> Task to carry out: Identify and pull out each line of the entries in which "green" occurs.

___ Data excerpts ___

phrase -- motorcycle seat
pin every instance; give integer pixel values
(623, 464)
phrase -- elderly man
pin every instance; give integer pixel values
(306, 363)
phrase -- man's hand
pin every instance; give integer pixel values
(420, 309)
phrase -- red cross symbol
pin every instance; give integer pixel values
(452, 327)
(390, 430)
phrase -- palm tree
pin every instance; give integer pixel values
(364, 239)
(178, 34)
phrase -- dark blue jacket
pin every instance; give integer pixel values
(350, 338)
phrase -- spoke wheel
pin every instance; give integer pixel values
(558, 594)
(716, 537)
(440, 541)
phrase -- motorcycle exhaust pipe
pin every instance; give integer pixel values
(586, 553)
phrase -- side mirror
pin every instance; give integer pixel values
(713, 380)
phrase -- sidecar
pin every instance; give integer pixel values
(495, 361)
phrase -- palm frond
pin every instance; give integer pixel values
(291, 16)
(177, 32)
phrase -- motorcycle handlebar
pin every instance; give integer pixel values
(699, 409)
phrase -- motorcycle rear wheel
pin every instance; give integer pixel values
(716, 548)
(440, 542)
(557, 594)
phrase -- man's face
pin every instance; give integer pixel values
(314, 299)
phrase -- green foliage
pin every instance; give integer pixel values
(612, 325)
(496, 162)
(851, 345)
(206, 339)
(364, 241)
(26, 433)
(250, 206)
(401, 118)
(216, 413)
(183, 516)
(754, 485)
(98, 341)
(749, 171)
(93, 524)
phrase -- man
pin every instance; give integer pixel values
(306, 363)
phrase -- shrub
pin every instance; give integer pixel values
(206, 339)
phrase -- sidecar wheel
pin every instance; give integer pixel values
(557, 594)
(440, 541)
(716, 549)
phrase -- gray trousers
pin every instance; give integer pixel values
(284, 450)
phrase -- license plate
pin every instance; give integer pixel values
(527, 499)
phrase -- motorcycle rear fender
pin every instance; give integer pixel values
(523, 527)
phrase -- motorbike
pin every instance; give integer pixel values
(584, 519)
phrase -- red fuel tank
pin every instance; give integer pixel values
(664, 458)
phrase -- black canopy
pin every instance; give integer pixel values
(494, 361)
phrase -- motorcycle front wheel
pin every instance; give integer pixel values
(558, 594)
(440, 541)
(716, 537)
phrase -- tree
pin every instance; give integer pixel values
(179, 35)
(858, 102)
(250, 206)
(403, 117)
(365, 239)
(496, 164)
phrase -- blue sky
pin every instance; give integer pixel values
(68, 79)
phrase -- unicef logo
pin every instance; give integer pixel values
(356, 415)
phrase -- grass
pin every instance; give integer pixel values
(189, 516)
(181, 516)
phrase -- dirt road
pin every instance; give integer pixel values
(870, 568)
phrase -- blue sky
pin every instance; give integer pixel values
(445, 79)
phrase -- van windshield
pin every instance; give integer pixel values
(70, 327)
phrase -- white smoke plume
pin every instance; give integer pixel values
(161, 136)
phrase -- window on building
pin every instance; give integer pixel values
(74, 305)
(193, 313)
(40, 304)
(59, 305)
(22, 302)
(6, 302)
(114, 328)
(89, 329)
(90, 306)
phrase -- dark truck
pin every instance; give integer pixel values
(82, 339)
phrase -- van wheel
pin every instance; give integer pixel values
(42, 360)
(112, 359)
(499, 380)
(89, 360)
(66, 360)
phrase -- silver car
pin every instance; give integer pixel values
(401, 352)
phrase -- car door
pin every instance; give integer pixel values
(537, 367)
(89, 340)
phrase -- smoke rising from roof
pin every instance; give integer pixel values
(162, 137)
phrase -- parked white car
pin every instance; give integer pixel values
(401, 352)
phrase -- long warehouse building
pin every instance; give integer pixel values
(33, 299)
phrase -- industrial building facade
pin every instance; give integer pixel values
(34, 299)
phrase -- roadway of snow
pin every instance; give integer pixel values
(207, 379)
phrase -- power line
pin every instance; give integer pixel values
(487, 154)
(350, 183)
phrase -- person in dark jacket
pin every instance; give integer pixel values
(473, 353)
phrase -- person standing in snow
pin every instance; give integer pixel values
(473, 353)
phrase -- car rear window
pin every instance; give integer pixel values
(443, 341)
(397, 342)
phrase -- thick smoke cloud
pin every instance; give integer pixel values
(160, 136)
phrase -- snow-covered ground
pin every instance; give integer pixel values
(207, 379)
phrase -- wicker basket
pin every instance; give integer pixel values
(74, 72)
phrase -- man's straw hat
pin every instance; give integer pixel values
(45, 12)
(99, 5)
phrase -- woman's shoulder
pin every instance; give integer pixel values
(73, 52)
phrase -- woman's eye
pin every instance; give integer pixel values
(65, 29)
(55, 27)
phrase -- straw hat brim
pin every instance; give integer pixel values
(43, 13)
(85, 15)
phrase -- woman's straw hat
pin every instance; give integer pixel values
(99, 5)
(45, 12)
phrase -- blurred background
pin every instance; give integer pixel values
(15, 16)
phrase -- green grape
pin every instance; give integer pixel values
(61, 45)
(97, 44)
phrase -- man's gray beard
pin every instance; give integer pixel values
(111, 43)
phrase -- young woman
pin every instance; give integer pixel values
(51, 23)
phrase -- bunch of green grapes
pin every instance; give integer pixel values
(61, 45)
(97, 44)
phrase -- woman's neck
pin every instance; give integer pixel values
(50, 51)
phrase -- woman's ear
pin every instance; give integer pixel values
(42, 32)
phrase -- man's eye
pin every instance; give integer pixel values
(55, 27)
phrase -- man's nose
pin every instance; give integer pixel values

___

> Worked solution:
phrase -- green foliage
phrase -- green grape
phrase -- bunch of green grapes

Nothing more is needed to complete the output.